--- start of Supplied passage ---

Issues $\rightarrow$ Volume 24, Issue 2 (2023)

Characterization Methods of Heat Flows in Solids

O. Ye. Pogorelov, O. V. Filatov, E. M. Rudenko, I. V. Korotash, and M. V. Dyakin

G. V. Kurdyumov Institute for Metal Physics of the N.A.S. of Ukraine, 36 Academician Vernadsky Blvd., UA-03142 Kyiv, Ukraine

Received 06.01.2023; final version — 29.05.2023 Download PDF logo PDF

Abstract
Analysing a wide range of known methods for characterization of the thermal properties of solids, the most effective methods for studying the multilayer systems are determined. Among the considered stationary, quasi-stationary, and non-stationary methods, the Parker’s express method for determining the thermophysical characteristics of flat objects and the 3ω method, as well as their modifications for point and planar studies, particularly, of films, are singled out. Parker’s modified express method for studying the layered structures makes it possible to reveal the effect of heat-transfer irreversibility within the Cu/AlN/Al system. This effect is explained by the peculiarities of heat-transfer processes at the metal–dielectric interface depending on their Debye temperatures and with taking into account the electron–phonon interaction.

--- end of Supplied passage ---

_Things to do_.
**1)** According to the abstract on heat-flow characterization methods, what effect does Parker's modified express method reveal in the Cu/AlN/Al system?
**2)** Extend the abstract on heat-flow characterization methods in solids, picking up after its final sentence.

--- start of Material ---

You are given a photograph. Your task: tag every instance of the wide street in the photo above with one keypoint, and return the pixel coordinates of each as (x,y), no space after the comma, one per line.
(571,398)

--- end of Material ---

_Results of the tasks_.
**1)** The effect of heat-transfer irreversibility.

**2)**
Keywords: thermal conductivity, 3ω method, Parker’s express method, temperature measurement, heat-transfer irreversibility effect.

DOI: https://doi.org/10.15407/ufm.24.02.239

Citation: O. Ye. Pogorelov, O. V. Filatov, E. M. Rudenko, I. V. Korotash, and M. V. Dyakin, Characterization Methods of Heat Flows in Solids, Progress in Physics of Metals, 24, No. 2: 239–281 (2023)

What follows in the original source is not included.